№12, 1980/Жизнь. Искусство. Критика

Сообщительность иронии

Вообще трудно найти что-либо более противоположное, чем вещи, над которыми смеются люди.

Гегель

ИРОНИЧЕСКАЯ ПРОЗА И ИРОНИЧНОСТЬ В ПРОЗЕ

Ироничность повествования – одна из активно проявившихся красок в художественной палитре прозы последнего времени.

В сборнике «День поэзии 1969» В. Кожинов, с неодобрением констатируя развитие ироничных и самокритичных стихов, расценивал это как «некое веяние времени, которое нуждается в объяснении, пусть оно пока еще мало заметно». Ныне в прозе это сказалось гораздо более решительно. Напомню хотя бы такие романы последнего времени, как «Альтист Данилов» В. Орлова, «Победитель» Р. Киреева, повести Валерия Алексеева из его сборника «Назидательная проза» и т. д.

Впрочем, речь идет не столько даже о заметном увеличении количества иронических произведений – хотя и оно довольно значительно, – сколько о более интенсивной иронической окраске «обычного» реалистического повествования, – вспомним прозу В. Липатова, М. Слуцкиса, В. Конецкого, Н. Думбадзе, Ч. Амирэджиби и др.

Проявляется это в самых разных формах-то автор иронизирует над своим героем, то герой иронизирует над окружающим, то повествователь иронично относится к раскрываемому, то само происходящее заставляет улыбнуться умудренного читателя.

Повествование как бы утратило веру в непреложную достоверность, подлинность воссоздаваемой картины, не в силах скрыть некий зазор, щель между действительностью и ее изображением. Никто, пожалуй, не скажет категорично: искусство это игра. Но все уже знают, что искусство еще не сама жизнь и нельзя механически накладывать ни картину на подлинник, ни подлинник на картину. В этот зазор, в эту щель и проникает ирония.

Да и как не видеть, что ироничность стала нередким свойством миропонимания современного человека, которому ныне хорошо известно многое из того, что еще недавно считалось таинственным, непознаваемым, что опиралось на веру, иллюзию, культ! Современный человек может (или полагает, что может) все объяснить и, стало быть, готов посмеяться над своей прежней наивностью. Но, будучи способен все объяснить, он не обладает силой все изменить. Чем больше познает он законы преобразования, тем решительнее открываются ему законы сопротивления. Утрачиваемая им вера в свою способность изменить решительно все, придает его улыбке горечь. Человечество и впрямь прощается со своим прошлым смеясь, но это не беззаботный смех превосходства, а умудренная улыбка над былыми иллюзиями.

### ИСХОДНЫЕ ДАННЫЕ
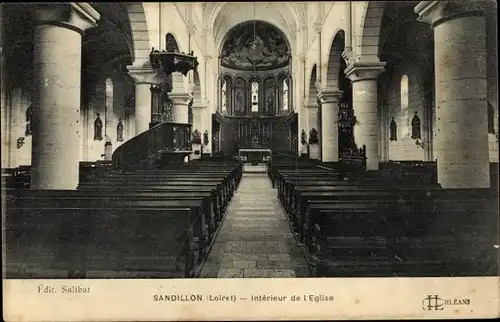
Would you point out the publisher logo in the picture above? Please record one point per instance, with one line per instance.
(433, 303)
(436, 303)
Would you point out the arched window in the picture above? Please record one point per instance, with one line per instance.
(255, 96)
(108, 101)
(285, 95)
(224, 96)
(404, 106)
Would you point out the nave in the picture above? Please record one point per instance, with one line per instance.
(210, 219)
(255, 238)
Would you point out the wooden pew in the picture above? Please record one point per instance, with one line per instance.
(106, 239)
(391, 223)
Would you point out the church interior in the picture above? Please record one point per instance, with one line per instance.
(249, 140)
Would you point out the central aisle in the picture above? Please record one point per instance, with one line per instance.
(255, 238)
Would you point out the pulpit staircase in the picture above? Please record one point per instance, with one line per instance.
(164, 145)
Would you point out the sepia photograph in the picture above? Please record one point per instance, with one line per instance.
(316, 142)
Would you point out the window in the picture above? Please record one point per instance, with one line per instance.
(255, 96)
(108, 101)
(405, 107)
(109, 94)
(285, 95)
(224, 97)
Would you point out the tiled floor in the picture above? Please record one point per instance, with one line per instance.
(255, 239)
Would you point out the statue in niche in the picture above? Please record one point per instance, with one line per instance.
(196, 137)
(313, 136)
(119, 131)
(239, 102)
(29, 114)
(303, 137)
(98, 128)
(205, 138)
(415, 127)
(269, 104)
(491, 119)
(393, 130)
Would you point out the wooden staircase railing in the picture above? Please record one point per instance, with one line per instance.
(147, 149)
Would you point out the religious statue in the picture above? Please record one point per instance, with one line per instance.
(29, 114)
(415, 127)
(270, 103)
(313, 136)
(196, 137)
(239, 102)
(167, 113)
(205, 138)
(98, 128)
(119, 131)
(491, 119)
(393, 130)
(303, 137)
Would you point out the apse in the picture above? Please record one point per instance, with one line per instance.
(255, 45)
(255, 88)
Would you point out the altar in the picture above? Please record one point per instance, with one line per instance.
(254, 155)
(255, 160)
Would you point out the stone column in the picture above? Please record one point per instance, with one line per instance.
(312, 122)
(329, 125)
(56, 96)
(363, 76)
(144, 77)
(198, 110)
(460, 78)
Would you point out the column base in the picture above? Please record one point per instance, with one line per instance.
(314, 152)
(196, 151)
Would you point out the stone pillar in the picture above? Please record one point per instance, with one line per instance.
(198, 110)
(363, 76)
(143, 77)
(329, 125)
(312, 122)
(460, 78)
(56, 96)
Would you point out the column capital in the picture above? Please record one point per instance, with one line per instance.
(180, 98)
(318, 27)
(146, 75)
(437, 12)
(192, 29)
(330, 96)
(364, 70)
(72, 15)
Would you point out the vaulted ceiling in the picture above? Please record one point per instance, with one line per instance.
(223, 16)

### СПИСОК ЗАДАЧ
[A] Перечислите, пожалуйста, все названия произведений и сборников, которые упоминаются в статье об иронии в прозе.
[B] Продолжите статью об иронии в прозе, начав сразу после ее последнего предложения.

### ОТВЕТЫ ПО ЗАДАЧАМ
[A] «День поэзии 1969», «Альтист Данилов», «Победитель», «Назидательная проза»

[B]
Вот почему, проникая в художественную ткань, это мироощущение так часто придает «позитивной», пластичной детали иронический оттенок.

Обратимся к почти наугад взятому примеру – из повести А. Каштанова «Ночной сторож». Женщина, находящаяся в командировке, звонит своей матери, которая взяла сегодня ее дочку из садика. Не искупать ли Маринку, – спрашивает мать. «Автомат отключился, Маша не стала разменивать монеты, чтобы ответить на вопрос». Не всерьез, не информативно, а с легкой улыбкой сообщается эта подробность: ради ответа на такой пустяковый вопрос, право же, незачем снова затевать разговор. В этой улыбке сквозит и то чувство облегчения, которое хоть на один вечер испытывает мать-одиночка, выбравшаяся из дома, и та едва слышимая ирония, которая назначена передать нам: пустяк есть пустяк, не придавайте ему большого значения, хотя из этих пустяков состоит жизнь и о них нельзя умолчать.

И такова вся словесная ткань повести. «Двухэтажное здание конторы и будка дежурного у ворот были неизбежного желтого цвета». Кому принадлежит эта оценка: героине, подошедшей к автобазе, или автору? В том-то и дело, что не важно кому: это современное, равно присущее писателю и инженеру неприятие стандартного, наш иронический вздох над рутиной «неизбежного» цвета. Автор мог обойтись простым сообщением: подошла к окрашенной в желтый цвет проходной. Но сегодня такая информация скучна, она уплотняется за счет авторской оценки, авторской иронии.

Популярность иронии вызвала и имитацию под иронию. Ироническая интонация используется, чтобы придать видимость значительности и повествованию и герою, не обладающими ею: ведь за иронической интонацией мы привычно ожидаем какой-то подтекст, какую-то самостоятельность, независимость мышления.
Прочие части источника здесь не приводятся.